- Requirement -
Print all of the data exactly, with no line missing.

- Supplied material -

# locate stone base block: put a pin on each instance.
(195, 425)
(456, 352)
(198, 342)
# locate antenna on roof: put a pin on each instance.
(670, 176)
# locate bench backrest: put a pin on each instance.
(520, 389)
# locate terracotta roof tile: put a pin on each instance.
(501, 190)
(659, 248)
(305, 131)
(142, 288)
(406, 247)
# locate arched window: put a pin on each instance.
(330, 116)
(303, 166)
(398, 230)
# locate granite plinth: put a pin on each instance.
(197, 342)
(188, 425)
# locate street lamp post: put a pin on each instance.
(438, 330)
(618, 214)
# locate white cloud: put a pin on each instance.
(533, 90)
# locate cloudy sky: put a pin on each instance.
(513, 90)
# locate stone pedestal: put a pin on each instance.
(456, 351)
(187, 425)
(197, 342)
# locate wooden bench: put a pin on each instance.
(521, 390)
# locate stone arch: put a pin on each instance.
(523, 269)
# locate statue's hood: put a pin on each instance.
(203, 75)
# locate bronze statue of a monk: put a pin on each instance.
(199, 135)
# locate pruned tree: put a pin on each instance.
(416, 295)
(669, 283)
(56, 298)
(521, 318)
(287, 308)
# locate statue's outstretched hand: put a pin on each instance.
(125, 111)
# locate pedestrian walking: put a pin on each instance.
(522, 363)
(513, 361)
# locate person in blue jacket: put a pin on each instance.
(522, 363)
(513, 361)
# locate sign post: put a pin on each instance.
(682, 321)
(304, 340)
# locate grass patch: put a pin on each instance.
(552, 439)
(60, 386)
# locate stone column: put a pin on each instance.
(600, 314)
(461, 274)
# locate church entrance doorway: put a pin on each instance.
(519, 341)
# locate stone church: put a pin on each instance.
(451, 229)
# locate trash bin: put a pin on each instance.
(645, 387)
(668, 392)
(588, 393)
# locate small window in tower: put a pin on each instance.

- Response box -
# locate stone base block: put a pin on each instance.
(195, 425)
(456, 352)
(198, 342)
# locate antenna on roof: put a pin on each instance.
(670, 176)
# locate bench backrest: put a pin on each instance.
(520, 389)
# locate terracotta roof tile: put a pin on each instance.
(501, 190)
(659, 248)
(305, 131)
(142, 288)
(406, 247)
# locate arched window: put a pin on each instance.
(330, 116)
(303, 166)
(398, 230)
# locate granite plinth: put a pin on each instance.
(197, 342)
(188, 425)
# locate street lamp post: put a pin on each instance.
(438, 330)
(618, 214)
# locate white cloud: put a pin on each instance.
(533, 90)
# locate cloudy sky: put a pin on each instance.
(513, 90)
# locate stone pedestal: put a pin on each instance.
(456, 351)
(187, 425)
(197, 342)
# locate wooden bench: put a pin on each instance.
(521, 390)
# locate stone arch: put a pin on each instance.
(523, 269)
# locate statue's hood: put a pin on each instance.
(203, 75)
# locate bronze statue of a monk: put a pin on each instance.
(199, 135)
# locate pruned tree: put a pin on each instance.
(416, 295)
(669, 283)
(56, 298)
(521, 318)
(287, 308)
# locate statue's outstretched hand: put a pin on each instance.
(125, 111)
# locate pedestrian walking: put a pin on each instance.
(522, 363)
(513, 361)
# locate person in blue jacket: put a pin on each instance.
(522, 363)
(513, 361)
# locate sign post: put a pin on each instance.
(682, 321)
(304, 340)
# locate grass patch: put a pin on each instance.
(552, 439)
(60, 386)
# locate stone column: put a pin on each instance.
(600, 314)
(461, 274)
# locate church entrance doorway: put a pin on each instance.
(519, 341)
# locate stone church: put a pin on each instance.
(451, 229)
# locate trash bin: put a pin on each instance.
(645, 387)
(668, 392)
(588, 393)
# locate small window in tower: put a pin on each instance.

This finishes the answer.